**What this task involves:** Beginning with the line where "Where can the white door" appears, repeat every remaining line of the entries exactly, the last line included.

**Image location labeling entries:**
☆ ☆ ☆ ☆
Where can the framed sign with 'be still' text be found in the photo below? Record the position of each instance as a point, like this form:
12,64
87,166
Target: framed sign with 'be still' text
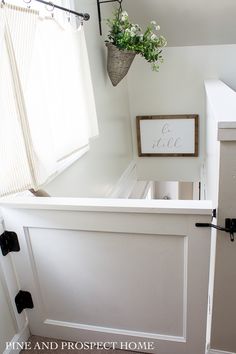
167,135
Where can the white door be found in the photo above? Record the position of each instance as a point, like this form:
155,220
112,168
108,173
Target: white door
134,273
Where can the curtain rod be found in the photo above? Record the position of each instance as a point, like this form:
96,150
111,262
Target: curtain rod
85,16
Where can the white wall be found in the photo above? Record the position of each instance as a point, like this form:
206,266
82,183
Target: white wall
7,329
96,174
178,88
7,325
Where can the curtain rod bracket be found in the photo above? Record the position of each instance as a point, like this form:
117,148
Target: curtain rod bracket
99,2
85,16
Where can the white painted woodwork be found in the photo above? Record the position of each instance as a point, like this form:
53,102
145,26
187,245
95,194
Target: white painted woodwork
10,284
13,327
7,328
115,270
221,103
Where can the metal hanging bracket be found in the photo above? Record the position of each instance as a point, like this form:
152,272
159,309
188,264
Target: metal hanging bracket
9,242
230,227
23,300
84,16
99,2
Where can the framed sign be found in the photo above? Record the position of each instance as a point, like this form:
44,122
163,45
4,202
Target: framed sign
174,135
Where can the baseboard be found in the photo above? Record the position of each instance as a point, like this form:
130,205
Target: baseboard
214,351
15,345
125,184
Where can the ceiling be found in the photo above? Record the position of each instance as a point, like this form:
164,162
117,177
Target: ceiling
187,22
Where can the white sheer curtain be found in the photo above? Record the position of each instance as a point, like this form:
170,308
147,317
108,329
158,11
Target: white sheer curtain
☆ ☆ ☆ ☆
**Result:**
Where can the white door be found in the photo above? Record the position of each instance as a point, like this form:
155,220
112,168
108,173
Target: white door
134,273
Where can the curtain rod be found in the photo above? Record the position of each instance as a point, like this form:
96,150
111,262
Target: curtain rod
85,16
Where can the white wall be found in the photo above? Record the position of each instance as a point, like this form:
206,266
82,183
Target: white wall
7,329
96,174
178,88
7,325
Where can the curtain rod bracket be found in the photo above? Record the position of each instance as a point, like this form:
117,148
Target: curtain rod bracket
99,2
85,16
Where can the white painted woodwork be found in the photo above? Record the position of each instance as a point, like this form:
53,102
145,26
187,245
95,194
Target: white painted woodwork
10,284
13,327
7,328
115,270
221,103
Where can the metal hanging bracket be found in the photo above? Record the position of each instance as a point, like this form:
152,272
159,309
188,264
Target: metal hanging bracket
9,242
230,227
23,300
84,16
99,2
Where can the framed sign be found in the photo above? Record the position of each instance as a point, like this form:
44,122
163,45
4,202
Target: framed sign
174,135
Where can the baseboard be found in the photo above? Record the position of each instance as a point, like this form:
130,205
Target: baseboard
214,351
15,345
125,184
Where can the ceiling be found in the photo above? Record the position of each instance as a point, like this form:
164,162
117,177
Target: ceiling
187,22
Where can the white sheer curtain be found in the photo above? Record the position of each instance as a point, like this form:
170,308
147,317
108,329
158,11
Target: white sheer curtain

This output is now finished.